***** Exercise material

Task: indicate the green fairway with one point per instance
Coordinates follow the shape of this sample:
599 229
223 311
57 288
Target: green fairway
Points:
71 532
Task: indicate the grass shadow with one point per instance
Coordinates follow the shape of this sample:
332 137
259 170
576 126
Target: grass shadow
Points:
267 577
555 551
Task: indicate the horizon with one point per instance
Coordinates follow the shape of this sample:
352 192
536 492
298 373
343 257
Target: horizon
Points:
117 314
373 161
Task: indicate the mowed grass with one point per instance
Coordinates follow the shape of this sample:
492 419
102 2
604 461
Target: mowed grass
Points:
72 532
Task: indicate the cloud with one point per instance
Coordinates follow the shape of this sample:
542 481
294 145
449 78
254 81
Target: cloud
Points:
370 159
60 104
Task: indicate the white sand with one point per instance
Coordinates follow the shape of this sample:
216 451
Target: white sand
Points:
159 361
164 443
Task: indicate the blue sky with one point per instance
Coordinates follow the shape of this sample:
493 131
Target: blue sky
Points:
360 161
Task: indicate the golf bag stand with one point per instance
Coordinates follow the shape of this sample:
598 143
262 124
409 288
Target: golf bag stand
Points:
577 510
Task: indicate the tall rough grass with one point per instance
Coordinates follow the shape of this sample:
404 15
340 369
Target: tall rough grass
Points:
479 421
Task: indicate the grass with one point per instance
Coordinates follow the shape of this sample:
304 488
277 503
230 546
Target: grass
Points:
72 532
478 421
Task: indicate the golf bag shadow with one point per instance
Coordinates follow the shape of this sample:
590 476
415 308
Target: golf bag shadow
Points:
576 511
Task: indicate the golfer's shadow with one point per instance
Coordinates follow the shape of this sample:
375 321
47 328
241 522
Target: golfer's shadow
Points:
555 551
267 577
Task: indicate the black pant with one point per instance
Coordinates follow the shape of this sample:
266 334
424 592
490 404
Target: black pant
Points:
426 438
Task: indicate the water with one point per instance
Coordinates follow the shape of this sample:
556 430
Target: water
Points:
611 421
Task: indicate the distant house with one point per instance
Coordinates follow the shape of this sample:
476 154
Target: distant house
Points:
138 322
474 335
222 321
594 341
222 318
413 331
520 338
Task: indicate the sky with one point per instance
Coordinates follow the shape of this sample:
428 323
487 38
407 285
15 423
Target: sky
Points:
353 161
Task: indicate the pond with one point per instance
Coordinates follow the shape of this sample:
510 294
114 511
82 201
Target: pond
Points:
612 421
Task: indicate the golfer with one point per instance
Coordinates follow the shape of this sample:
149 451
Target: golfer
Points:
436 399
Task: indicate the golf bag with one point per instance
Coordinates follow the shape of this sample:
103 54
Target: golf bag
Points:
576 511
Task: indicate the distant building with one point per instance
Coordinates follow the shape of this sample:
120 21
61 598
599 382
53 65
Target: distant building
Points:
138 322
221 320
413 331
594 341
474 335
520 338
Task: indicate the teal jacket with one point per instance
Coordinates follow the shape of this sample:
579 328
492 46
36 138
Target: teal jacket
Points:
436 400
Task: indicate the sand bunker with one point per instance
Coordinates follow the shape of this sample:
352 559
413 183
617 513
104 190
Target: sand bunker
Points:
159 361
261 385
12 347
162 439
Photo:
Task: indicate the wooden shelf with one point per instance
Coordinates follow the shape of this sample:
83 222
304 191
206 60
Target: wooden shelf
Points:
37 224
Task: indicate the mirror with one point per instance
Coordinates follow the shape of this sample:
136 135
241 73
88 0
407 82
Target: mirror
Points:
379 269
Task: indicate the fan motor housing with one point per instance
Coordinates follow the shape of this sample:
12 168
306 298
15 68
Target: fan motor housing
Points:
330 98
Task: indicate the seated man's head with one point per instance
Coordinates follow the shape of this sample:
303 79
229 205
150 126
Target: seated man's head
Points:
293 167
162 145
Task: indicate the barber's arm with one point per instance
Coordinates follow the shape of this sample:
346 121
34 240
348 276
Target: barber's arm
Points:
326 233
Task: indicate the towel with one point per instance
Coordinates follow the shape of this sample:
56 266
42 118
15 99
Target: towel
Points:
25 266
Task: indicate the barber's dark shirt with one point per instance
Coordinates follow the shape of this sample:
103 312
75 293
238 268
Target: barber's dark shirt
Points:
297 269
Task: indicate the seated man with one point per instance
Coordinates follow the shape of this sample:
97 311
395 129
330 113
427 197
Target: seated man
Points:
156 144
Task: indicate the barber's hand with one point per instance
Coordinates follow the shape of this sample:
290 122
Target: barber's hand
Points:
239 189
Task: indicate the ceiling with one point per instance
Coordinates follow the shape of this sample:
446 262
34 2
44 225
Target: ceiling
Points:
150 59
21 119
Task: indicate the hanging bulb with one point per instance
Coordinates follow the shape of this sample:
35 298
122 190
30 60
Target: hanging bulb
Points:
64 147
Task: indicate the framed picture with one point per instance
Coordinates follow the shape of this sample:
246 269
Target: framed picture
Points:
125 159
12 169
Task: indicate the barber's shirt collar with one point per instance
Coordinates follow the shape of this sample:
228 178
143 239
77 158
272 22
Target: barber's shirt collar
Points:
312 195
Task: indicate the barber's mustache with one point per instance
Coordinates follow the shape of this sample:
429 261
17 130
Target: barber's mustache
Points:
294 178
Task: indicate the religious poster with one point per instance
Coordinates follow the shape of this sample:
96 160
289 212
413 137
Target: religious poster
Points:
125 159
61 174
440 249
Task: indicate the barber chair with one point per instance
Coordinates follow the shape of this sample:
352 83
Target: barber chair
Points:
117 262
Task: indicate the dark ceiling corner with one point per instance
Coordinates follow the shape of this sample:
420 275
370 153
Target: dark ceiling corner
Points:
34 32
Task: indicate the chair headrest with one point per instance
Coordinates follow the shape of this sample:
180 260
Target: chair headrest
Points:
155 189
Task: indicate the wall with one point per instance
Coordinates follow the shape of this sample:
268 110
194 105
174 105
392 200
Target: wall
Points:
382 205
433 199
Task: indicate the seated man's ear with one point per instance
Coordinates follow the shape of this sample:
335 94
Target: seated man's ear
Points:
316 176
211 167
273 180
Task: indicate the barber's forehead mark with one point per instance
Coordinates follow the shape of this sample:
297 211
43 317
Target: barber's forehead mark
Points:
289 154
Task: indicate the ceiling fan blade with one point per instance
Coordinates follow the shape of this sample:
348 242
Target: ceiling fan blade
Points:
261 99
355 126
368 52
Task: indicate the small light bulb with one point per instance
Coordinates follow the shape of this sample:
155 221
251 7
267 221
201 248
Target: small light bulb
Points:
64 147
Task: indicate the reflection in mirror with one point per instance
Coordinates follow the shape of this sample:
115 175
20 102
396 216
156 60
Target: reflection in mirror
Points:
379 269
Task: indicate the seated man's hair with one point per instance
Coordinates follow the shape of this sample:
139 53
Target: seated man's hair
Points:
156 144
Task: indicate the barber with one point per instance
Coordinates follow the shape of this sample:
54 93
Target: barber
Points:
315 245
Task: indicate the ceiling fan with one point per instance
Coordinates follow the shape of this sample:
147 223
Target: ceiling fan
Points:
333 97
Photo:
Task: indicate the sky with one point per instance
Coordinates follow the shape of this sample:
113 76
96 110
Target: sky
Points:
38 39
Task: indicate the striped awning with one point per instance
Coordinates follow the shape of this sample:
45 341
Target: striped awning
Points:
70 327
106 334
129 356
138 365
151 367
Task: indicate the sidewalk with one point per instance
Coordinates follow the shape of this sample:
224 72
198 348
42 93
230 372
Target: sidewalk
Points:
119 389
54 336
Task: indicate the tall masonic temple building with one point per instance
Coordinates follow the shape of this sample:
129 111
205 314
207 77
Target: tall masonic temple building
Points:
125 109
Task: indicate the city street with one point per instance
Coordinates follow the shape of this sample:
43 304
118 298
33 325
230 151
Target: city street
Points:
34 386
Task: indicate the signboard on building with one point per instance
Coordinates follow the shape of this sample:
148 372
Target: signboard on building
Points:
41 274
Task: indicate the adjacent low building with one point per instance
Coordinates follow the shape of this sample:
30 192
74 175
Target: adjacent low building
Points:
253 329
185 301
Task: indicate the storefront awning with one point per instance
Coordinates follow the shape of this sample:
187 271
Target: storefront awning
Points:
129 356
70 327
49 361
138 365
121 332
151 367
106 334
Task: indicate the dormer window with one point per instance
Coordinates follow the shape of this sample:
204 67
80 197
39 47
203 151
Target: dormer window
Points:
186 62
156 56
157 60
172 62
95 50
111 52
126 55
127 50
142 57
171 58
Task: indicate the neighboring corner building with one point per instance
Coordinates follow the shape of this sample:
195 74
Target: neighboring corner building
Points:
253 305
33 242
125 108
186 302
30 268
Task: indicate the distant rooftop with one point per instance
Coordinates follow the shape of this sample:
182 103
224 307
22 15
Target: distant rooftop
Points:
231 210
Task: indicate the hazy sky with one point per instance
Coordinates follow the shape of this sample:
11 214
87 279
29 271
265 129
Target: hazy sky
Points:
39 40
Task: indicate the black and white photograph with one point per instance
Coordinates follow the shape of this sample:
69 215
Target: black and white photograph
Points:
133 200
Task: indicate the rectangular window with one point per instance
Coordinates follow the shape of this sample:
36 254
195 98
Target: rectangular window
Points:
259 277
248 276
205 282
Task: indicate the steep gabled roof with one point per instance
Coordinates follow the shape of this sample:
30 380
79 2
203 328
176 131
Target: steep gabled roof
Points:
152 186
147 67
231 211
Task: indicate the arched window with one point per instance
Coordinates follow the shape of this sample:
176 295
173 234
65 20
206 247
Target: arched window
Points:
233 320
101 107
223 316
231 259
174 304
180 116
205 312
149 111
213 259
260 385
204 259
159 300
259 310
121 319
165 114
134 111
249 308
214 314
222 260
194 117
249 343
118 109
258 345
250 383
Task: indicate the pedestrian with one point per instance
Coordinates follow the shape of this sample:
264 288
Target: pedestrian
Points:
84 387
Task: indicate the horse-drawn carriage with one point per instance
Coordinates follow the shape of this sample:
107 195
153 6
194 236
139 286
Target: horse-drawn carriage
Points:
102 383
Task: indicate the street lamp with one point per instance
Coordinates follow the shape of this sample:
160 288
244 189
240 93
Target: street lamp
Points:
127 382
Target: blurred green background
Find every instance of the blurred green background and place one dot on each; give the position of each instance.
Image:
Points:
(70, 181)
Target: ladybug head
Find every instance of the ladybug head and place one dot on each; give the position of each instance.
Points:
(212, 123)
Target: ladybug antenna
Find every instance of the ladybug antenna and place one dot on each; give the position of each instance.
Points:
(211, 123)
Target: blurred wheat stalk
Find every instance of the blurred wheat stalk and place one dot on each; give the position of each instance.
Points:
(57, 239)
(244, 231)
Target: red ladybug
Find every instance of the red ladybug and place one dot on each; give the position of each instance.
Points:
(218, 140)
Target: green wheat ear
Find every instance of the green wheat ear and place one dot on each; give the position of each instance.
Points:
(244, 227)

**********

### Directions:
Restate the material word for word, but only from its first line through the line containing "Task: indicate the horizon".

### Reply:
Task: indicate the green fairway with one point per instance
Coordinates follow the shape of this sample:
599 229
223 311
57 288
Target: green fairway
Points:
71 532
Task: indicate the grass shadow with one point per instance
Coordinates follow the shape of this sample:
332 137
259 170
576 126
Target: grass shadow
Points:
267 577
555 551
Task: indicate the horizon with one point per instance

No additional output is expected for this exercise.